> Instruction 1
In the mailing-list thread on type III sums of squares below, what does the writer say SAS and lme clearly use differently?
> Instruction 2
Translate this sentence from the mailing-list thread on type III sums of squares into Spanish: "It is well to note that type III sums of squares are problematic."

> Provided text

====

[R-sig-ME] Trouble Replicating Unstructured Mixed Procedure in R

Luca Borger lborger at cebc.cnrs.fr
Thu Jan 26 16:02:48 CET 2012


I think:

http://www.stats.ox.ac.uk/pub/MASS3/Exegeses.pdf

HTH
Luca



Le 26/01/2012 15:52, Thompson,Paul a écrit :
> I am unfamiliar with this critique of Type III SS. Can you point me to a reference discussing the difficulties with Type III SS?
>
> -----Original Message-----
> From: r-sig-mixed-models-bounces at r-project.org [mailto:r-sig-mixed-models-bounces at r-project.org] On Behalf Of John Maindonald
> Sent: Wednesday, January 25, 2012 11:19 PM
> To: David Duffy
> Cc: r-sig-mixed-models at r-project.org
> Subject: Re: [R-sig-ME] Trouble Replicating Unstructured Mixed Procedure in R
>
> It is well to note that type III sums of squares are problematic.
> For testing the effects of a main effect, the null model is constraining
> the main effect in a manner that depends on the parameterisation.
>
> There are situations where it makes sense to fit interactions without
> main effects, and it is clear what constraint on the main effect is the
> relevant null (with an interaction between a factor and a variable,
> does one want all lines to go though the same point, or through
> perhaps the origin?), but that situation is unusual.  For lines that
> are separate or all through the one point, one does not need
> type III sums of squares.
>
> Analyses often or frequently have enough genuine complications
> worrying (unless it is blindingly obvious that one ought to worry
> about it) without the rarely relevant complication of attending to a
> type III sum of squares.
>
> I'd guess that SAS and lme are, effectively, making different
> assumptions about the intended generalisation.  They are
> clearly using different denominator degrees of freedom for F.

====

> Given records

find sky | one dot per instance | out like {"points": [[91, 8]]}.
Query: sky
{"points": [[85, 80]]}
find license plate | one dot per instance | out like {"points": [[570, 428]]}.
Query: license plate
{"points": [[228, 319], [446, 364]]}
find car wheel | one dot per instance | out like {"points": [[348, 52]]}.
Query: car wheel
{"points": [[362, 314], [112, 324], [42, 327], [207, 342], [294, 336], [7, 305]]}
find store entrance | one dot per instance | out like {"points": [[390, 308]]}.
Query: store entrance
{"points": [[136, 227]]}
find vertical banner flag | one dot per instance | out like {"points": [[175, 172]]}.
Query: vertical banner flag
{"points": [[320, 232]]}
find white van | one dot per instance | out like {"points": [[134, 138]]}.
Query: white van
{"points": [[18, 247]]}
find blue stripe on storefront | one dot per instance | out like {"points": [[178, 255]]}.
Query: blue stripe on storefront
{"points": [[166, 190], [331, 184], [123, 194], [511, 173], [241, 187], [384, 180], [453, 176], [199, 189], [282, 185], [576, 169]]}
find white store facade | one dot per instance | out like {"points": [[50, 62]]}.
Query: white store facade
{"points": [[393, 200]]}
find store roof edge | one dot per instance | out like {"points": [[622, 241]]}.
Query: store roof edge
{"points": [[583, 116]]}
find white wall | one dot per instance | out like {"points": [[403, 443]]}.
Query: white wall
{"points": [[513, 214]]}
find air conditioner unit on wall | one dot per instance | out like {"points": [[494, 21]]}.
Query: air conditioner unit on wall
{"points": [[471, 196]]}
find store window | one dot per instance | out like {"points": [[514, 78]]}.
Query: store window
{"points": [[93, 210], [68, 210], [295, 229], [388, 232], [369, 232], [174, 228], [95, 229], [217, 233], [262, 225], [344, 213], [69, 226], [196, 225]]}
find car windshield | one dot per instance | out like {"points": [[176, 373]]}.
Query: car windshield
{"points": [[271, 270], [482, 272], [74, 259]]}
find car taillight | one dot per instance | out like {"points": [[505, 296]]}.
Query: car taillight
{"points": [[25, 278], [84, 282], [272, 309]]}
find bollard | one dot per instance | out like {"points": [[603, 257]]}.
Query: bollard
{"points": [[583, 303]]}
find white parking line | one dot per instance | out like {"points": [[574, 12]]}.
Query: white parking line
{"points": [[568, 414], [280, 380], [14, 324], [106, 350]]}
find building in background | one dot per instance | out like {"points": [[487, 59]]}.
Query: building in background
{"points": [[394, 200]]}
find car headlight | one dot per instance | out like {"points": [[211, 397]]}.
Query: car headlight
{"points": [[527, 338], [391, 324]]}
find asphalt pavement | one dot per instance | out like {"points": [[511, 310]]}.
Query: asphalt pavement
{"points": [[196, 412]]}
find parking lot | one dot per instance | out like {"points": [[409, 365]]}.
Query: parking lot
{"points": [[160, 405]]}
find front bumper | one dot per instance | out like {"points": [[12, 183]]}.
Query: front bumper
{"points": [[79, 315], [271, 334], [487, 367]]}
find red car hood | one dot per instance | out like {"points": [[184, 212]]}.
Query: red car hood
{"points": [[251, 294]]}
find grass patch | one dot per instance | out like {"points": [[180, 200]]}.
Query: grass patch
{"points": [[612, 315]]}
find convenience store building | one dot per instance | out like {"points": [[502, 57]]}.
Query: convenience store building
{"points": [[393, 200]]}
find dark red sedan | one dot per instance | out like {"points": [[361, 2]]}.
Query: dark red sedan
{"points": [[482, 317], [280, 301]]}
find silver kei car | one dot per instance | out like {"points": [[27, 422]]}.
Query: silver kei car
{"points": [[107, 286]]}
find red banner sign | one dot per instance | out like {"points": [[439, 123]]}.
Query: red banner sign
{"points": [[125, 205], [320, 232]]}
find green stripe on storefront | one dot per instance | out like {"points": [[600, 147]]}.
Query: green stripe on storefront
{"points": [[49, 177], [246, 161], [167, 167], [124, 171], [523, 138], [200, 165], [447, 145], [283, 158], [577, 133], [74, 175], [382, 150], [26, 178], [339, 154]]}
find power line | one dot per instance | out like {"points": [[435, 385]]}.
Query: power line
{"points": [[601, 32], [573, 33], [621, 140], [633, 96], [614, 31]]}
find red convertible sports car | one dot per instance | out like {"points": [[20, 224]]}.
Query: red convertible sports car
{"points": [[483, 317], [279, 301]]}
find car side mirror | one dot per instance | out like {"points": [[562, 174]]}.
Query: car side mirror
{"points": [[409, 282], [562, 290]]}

====

> Expected answer 1
They use different denominator degrees of freedom for F.

> Expected answer 2
Conviene señalar que las sumas de cuadrados de tipo III son problemáticas.